**TASK DIRECTIONS**
Write out every record exactly as it appears. Skip the pictures.
Segment Open
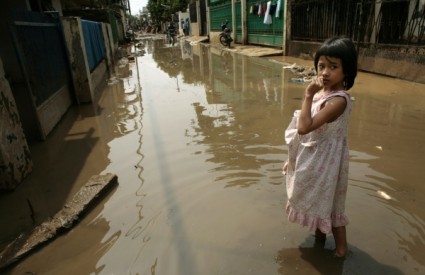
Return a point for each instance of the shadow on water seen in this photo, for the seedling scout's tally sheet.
(312, 257)
(198, 153)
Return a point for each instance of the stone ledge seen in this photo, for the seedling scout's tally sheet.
(90, 194)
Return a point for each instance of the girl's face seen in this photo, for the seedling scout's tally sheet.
(330, 70)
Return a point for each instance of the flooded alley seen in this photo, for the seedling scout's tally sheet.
(195, 136)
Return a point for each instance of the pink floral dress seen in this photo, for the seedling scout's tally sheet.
(317, 175)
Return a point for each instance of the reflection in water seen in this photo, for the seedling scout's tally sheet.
(195, 136)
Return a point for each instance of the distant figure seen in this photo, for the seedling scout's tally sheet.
(187, 27)
(171, 33)
(317, 166)
(182, 26)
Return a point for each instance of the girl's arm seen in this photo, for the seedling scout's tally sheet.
(331, 110)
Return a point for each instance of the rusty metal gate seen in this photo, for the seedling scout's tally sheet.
(259, 31)
(40, 48)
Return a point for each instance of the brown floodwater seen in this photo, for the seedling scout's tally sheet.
(195, 136)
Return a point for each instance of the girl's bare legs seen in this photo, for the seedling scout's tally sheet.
(340, 237)
(319, 235)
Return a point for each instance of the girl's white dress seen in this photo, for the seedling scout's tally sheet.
(317, 175)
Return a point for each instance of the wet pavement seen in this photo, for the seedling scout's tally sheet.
(195, 136)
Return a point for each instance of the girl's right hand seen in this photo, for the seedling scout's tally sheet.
(315, 86)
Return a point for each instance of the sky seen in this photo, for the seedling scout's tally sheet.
(136, 5)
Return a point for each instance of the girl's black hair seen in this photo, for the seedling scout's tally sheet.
(344, 49)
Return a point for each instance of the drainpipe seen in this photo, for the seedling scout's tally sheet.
(233, 20)
(243, 23)
(198, 17)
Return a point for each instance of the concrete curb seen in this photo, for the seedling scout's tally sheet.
(90, 194)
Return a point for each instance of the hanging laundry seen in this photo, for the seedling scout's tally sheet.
(278, 9)
(255, 10)
(273, 8)
(267, 16)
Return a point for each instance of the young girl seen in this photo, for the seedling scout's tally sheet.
(317, 166)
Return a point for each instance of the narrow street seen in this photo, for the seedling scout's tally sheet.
(195, 135)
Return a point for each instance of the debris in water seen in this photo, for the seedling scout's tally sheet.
(383, 195)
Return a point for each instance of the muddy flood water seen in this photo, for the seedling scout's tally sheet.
(195, 136)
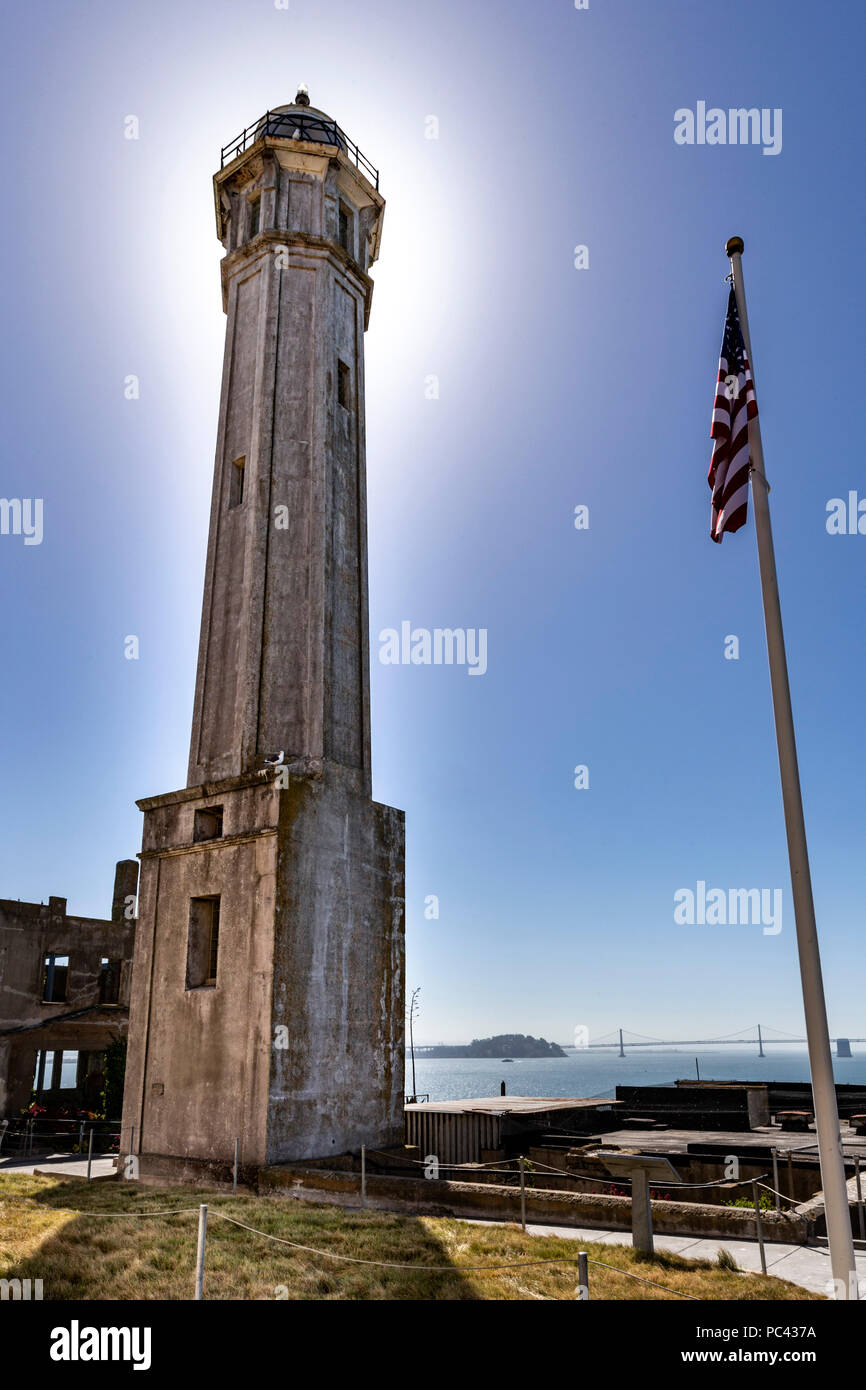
Segment Closed
**WRITTEN SOLUTION**
Return a point for each instance of the shadow on water seen in this photo, for the seedling scout's tally sheet.
(312, 257)
(198, 153)
Return a point for each instance of the stone ledge seen in this photo, for the seedling scout's tally sheet.
(90, 194)
Return a point for each instance of the girl's face seen in this photo, for the seedling scout's tally sheet.
(330, 70)
Return a point for each instance of the flooded alley seen in this photo, for the seedling scout's tally sheet.
(195, 136)
Return a point for each instance of the pink floral dress seen in this photo, for the seedling scout's tally sheet.
(317, 175)
Return a point for each instance of the reflection in water seen in this photo, for the seedling scout's tally sheet.
(195, 136)
Return a point for each instance of the distant figure seen in this photo, for the seedling scout's tally sheet.
(187, 27)
(171, 33)
(317, 166)
(182, 26)
Return a point for each instance of the girl's arm seen in this photo, for the seedling scout's tally sheet.
(331, 110)
Return a point for each instance of the rusty metal gate seen in this photo, for the seedling scout's tally sheet.
(259, 31)
(40, 48)
Return a point for each instance of the brown floodwater seen in this photo, for the seedling scout's tally sheet.
(195, 136)
Return a point for each instance of the girl's bare legs seen in this photo, for the seedling scout's tally sheet.
(340, 237)
(319, 235)
Return a point for each instance of the girl's white dress seen in this photo, for the seedling scout's tally sheet.
(317, 175)
Return a point for each instance of the wet pavement seen in this photo, for the seedling scout's tally sheet.
(195, 136)
Return a point for each instance of the girl's right hand seen in this photo, for the seedling scout's tally sheet.
(315, 86)
Return a point for each instance of the sky seen in this photo, for the seedling scout's tally sheet.
(136, 5)
Return a point for each instance of the girl's black hair seen in this photo, for the seedling scout's tally sheet.
(344, 49)
Return a point for each instance of the drainpipe seen in this photo, for the seedling scout's tally sheet.
(233, 20)
(243, 23)
(198, 17)
Return a point for each instance of the concrete curb seen in this photo, for the seedling scout's tally sheet.
(90, 194)
Return a point for each instance of the hanging laundry seen in this photo, for the seedling scout's tally sheet.
(278, 9)
(255, 10)
(273, 8)
(267, 16)
Return a point for each instance of the young girl seen in this photo, for the seedling scout's tally sheet.
(317, 166)
Return a point for each instance of the narrow street seen in this photo, for the seedling scout's tally sheet.
(195, 135)
Return a point for each instance of the debris in water seen in this photo, for the seedling scout's tally sheet.
(383, 195)
Return a point for each instance of the muddy flood water seen in this photo, for the seedling scout's tally sheet.
(195, 136)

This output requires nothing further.